Entries taken from a collection:
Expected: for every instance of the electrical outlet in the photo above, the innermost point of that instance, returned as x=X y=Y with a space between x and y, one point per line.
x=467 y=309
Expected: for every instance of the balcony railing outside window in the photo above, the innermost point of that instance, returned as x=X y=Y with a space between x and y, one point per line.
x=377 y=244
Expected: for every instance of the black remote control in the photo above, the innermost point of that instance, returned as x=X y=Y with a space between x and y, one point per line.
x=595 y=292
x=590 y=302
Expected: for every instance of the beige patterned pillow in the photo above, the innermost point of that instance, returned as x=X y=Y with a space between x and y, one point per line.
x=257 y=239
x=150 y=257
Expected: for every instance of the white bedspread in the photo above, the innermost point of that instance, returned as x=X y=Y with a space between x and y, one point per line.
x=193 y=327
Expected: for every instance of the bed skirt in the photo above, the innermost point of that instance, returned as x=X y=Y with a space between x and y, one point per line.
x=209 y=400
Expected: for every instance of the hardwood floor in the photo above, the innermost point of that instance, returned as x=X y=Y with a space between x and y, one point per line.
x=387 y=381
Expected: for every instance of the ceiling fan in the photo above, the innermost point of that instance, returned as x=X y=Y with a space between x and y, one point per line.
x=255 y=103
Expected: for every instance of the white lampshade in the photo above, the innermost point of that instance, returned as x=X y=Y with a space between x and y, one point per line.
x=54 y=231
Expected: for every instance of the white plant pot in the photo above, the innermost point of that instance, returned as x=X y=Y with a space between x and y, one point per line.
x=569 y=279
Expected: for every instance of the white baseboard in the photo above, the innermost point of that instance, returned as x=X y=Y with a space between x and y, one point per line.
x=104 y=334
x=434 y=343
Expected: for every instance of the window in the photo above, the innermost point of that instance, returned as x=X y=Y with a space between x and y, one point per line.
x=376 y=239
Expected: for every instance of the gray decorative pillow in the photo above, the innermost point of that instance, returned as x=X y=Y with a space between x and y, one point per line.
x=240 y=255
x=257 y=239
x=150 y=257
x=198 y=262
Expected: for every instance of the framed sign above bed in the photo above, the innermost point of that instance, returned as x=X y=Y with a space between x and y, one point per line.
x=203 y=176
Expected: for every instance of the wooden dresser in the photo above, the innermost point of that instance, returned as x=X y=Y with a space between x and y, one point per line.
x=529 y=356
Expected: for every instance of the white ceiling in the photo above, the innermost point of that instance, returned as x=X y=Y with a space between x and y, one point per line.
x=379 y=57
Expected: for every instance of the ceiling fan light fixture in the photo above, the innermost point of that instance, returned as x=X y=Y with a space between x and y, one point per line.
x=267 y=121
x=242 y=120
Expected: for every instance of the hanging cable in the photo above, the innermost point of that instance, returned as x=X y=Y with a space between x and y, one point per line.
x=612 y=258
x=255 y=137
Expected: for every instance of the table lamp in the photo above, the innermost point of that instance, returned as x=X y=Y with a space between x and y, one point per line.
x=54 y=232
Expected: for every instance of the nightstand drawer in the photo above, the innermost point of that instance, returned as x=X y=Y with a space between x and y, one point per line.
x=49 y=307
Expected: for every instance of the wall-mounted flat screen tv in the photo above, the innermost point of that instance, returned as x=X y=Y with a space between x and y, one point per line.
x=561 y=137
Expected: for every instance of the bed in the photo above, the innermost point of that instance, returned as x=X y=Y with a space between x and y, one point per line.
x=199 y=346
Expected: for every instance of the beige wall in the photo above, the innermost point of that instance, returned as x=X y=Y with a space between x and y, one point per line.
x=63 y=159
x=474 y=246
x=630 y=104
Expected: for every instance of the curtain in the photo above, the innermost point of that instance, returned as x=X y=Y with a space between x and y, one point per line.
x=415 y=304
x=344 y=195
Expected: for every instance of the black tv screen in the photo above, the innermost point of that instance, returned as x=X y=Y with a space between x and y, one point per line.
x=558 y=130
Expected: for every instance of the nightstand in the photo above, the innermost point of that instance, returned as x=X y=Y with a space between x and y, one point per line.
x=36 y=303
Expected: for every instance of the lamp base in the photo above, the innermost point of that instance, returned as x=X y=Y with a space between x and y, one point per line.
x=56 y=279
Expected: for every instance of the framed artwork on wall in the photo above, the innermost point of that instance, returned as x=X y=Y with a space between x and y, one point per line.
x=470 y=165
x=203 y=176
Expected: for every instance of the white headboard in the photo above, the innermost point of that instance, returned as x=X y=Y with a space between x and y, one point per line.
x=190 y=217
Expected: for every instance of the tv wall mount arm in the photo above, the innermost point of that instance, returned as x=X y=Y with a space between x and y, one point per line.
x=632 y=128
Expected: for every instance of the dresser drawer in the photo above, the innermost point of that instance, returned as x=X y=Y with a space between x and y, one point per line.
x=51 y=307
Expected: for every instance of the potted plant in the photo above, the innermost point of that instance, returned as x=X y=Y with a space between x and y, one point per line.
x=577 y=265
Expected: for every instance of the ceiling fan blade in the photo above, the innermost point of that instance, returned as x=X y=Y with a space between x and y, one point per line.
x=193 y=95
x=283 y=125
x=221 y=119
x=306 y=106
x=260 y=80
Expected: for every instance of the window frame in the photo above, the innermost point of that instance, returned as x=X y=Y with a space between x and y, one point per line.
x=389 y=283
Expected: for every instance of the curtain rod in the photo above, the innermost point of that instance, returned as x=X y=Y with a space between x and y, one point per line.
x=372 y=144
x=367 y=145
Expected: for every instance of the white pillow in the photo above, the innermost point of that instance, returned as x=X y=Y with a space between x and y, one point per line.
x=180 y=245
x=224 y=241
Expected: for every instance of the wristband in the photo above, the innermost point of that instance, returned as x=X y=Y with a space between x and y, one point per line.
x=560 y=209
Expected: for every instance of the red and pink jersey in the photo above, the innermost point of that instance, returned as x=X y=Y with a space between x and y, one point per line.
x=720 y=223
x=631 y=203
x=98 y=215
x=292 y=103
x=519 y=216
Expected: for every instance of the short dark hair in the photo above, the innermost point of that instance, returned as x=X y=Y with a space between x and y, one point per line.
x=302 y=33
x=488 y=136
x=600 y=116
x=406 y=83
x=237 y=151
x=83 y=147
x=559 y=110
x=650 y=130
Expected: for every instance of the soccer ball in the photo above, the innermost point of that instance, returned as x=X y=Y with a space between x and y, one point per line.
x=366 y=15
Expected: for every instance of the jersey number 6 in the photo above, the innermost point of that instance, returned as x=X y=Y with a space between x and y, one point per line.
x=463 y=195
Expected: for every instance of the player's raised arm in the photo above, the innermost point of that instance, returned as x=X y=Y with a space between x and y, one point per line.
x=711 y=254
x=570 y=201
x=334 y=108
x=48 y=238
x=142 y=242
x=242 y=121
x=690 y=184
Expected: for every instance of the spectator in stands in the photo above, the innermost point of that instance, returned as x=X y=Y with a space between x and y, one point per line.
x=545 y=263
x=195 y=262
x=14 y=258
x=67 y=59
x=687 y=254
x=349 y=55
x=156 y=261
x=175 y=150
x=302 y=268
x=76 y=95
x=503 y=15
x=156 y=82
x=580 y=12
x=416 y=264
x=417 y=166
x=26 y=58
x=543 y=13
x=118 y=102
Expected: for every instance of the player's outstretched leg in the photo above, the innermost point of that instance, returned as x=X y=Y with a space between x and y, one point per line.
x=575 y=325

__ASSIGNMENT__
Exact copies of all the entries above are required.

__RESPONSE FOR THIS EXERCISE__
Expected: for every instance of the electrical outlet in the photo above, the innermost point of that instance, returned as x=X y=Y with a space between x and y, one point per line.
x=467 y=309
Expected: for every instance of the balcony railing outside window in the photo above, the innermost point of that instance, returned as x=X y=Y with a space between x and y, one point per line.
x=377 y=244
Expected: for every instance of the black remote control in the photo above, the innermost point of that instance, returned as x=X y=Y with a space between x and y, one point per line.
x=595 y=292
x=590 y=302
Expected: for every instance of the beige patterned pillow in the photo above, the innermost point of that instance, returned as x=X y=Y with a space between x and y, one point per line.
x=257 y=239
x=150 y=257
Expected: for every instance of the white bedspread in the photo above, the innermost point of that instance, returned as x=X y=Y with a space between x and y, one point per line.
x=193 y=327
Expected: for every instance of the bed skirt in the photo above, the innermost point of that instance, returned as x=X y=Y with a space between x and y, one point per line.
x=209 y=400
Expected: for every instance of the hardwood floor in the photo above, the innermost point of that instance, returned as x=X y=Y with a space between x and y, one point per line.
x=387 y=381
Expected: for every instance of the ceiling fan in the photo above, the innermost point of that instance, returned as x=X y=Y with a space between x and y, one point per line.
x=255 y=103
Expected: for every instance of the white lampshade in the photo above, the innermost point of that instance, returned as x=X y=Y with a space between x and y, one point per line.
x=54 y=231
Expected: for every instance of the white plant pot in the photo above, the innermost point of that instance, returned as x=X y=Y with a space between x and y, one point per line.
x=569 y=279
Expected: for every instance of the white baseboard in the photo above, the innermost point of that instance, returned as x=X y=Y with a space between x and y, one point per line.
x=104 y=334
x=434 y=343
Expected: for every instance of the window in the photo above, the innermost point of that instance, returned as x=X y=Y with a space between x and y, one point per line.
x=376 y=239
Expected: for every instance of the gray decorative pillow in the photo above, the innermost point of that instance, returned as x=X y=Y with a space between x and y, one point per line.
x=240 y=255
x=257 y=239
x=150 y=257
x=198 y=262
Expected: for every instance of the framed sign above bed in the photo above, the innermost point of that instance, returned as x=X y=Y with a space between x and y, one point per line.
x=203 y=176
Expected: for every instance of the wooden dresser in the photo above, the innermost point of that instance, returned as x=X y=Y with a space between x and y, one point per line.
x=529 y=356
Expected: for every instance of the white ceiling in the photo above, the innermost point of that instance, returned as x=X y=Y with a space between x and y, one point per line.
x=379 y=57
Expected: for every instance of the ceiling fan light fixture in the photo above, the innermost point of that instance, returned as x=X y=Y with a space between x and y, one point per line.
x=267 y=121
x=242 y=120
Expected: for every instance of the hanging cable in the photo above, the innermost point of that instance, returned as x=X y=Y with a space between x and y, one point per line.
x=612 y=258
x=255 y=137
Expected: for every instance of the table lamp in the photo above, the innermost point of that instance, returned as x=X y=Y with a space between x and y, one point per line.
x=54 y=232
Expected: for every instance of the nightstand drawer in the photo above, the innermost point of that instance, returned as x=X y=Y with a space between x and y, one point per line.
x=49 y=307
Expected: for every instance of the wall-mounted flat screen tv in the photo above, the innermost point of that instance, returned as x=X y=Y with a space between x and y, one point per line.
x=561 y=137
Expected: for every instance of the bed in the photo above, the innermost point of that instance, returned as x=X y=Y with a space between x and y, one point per line.
x=199 y=346
Expected: for every instance of the beige wall in the photo above, the innermost point of that instance, returned as x=X y=Y with a space between x and y, one point per line.
x=63 y=159
x=474 y=246
x=630 y=104
Expected: for every instance of the curtain in the photo above, the innermost point of that instance, returned as x=X y=Y with a space between x and y, one point per line.
x=415 y=304
x=344 y=195
Expected: for every instance of the black tv screen in the photo above, the innermost point of that instance, returned as x=X y=Y with a space between x and y, one point per line.
x=558 y=130
Expected: for every instance of the nightstand in the photo above, the innermost point of that instance, returned as x=X y=Y with a space between x and y, one point per line.
x=36 y=303
Expected: for every instance of the lamp base in the photo above, the innermost point of that instance, returned as x=X y=Y with a space between x and y, one point per line.
x=56 y=279
Expected: for every instance of the framed artwork on wall in the photo above, the innermost point of that instance, returned as x=X y=Y with a space between x and y, one point per line.
x=470 y=165
x=203 y=176
Expected: for every instance of the white headboard in the photo above, the innermost point of that instance, returned as x=X y=Y with a space between x and y, one point per line.
x=190 y=217
Expected: for every instance of the tv wall mount arm in the photo above, the innermost point of that instance, returned as x=X y=Y with a space between x and y, one point per line.
x=632 y=128
Expected: for every instance of the dresser drawer in the photo above, the innermost point of that instance, returned as x=X y=Y with a space between x and y, one point per line.
x=51 y=307
Expected: for every instance of the potted plant in the photo above, the innermost point of that instance, returned as x=X y=Y with a space between x and y, one point per line.
x=577 y=265
Expected: for every instance of the ceiling fan blade in the photo above, the innermost point of that instance, returned as x=X y=Y with a space between x and y, one point per line.
x=193 y=95
x=283 y=125
x=221 y=119
x=306 y=106
x=260 y=80
Expected: for every instance of the window frame in the photo above, the innermost point of that instance, returned as x=X y=Y with a space between x and y, one point per line.
x=389 y=283
Expected: for every instance of the curtain rod in the photo above, the innermost point of that instance, returned as x=X y=Y with a space between x and y, one point per line.
x=372 y=144
x=367 y=145
Expected: for every instance of the white pillow in the photo above, the innermost point of that instance, returned as x=X y=Y with a space between x and y, one point per line.
x=180 y=245
x=224 y=241
Expected: for every instance of the wristband in the photo above, the innermost point of that instance, returned as x=X y=Y with a space between x and y, one point per line.
x=560 y=209
Expected: for every instance of the red and pink jersey in the photo above, the innermost point of that instance, returned as x=X y=Y with a space between x and y, one point per line.
x=720 y=223
x=631 y=203
x=98 y=215
x=292 y=103
x=519 y=216
Expected: for every instance of the short dark hair in the photo above, the innermost point of that instance, returned as x=X y=Y with a space between x and y, one point per line.
x=302 y=33
x=488 y=136
x=600 y=116
x=406 y=83
x=237 y=151
x=83 y=147
x=559 y=110
x=650 y=130
Expected: for every instance of the soccer ball in the photo above, the innermost point of that instance, returned as x=X y=Y with a space between x and y, one point per line.
x=366 y=15
Expected: for every instance of the jersey number 6 in the photo above, the innermost point of that instance, returned as x=X y=Y with a space between x and y, one point per line.
x=463 y=195
Expected: for every instance of the player's raised arm in the photo above, the innermost point of that instance, returned as x=X y=Y with a space between x and y, one point per line.
x=711 y=254
x=570 y=201
x=334 y=108
x=48 y=238
x=142 y=242
x=242 y=121
x=690 y=184
Expected: for every instance of the spectator in stands in the photo above, the innermost point of that instance, returned as x=X y=Y with a space between x and y, one point per line.
x=545 y=263
x=195 y=262
x=14 y=258
x=67 y=59
x=687 y=254
x=349 y=55
x=156 y=261
x=175 y=150
x=302 y=268
x=76 y=95
x=503 y=15
x=156 y=82
x=580 y=12
x=416 y=264
x=417 y=166
x=26 y=58
x=543 y=13
x=118 y=102
Expected: for every instance of the player's outstretched leg in the photo above, the innermost point of that instance, returned as x=X y=Y with a space between x and y, one point per line.
x=575 y=325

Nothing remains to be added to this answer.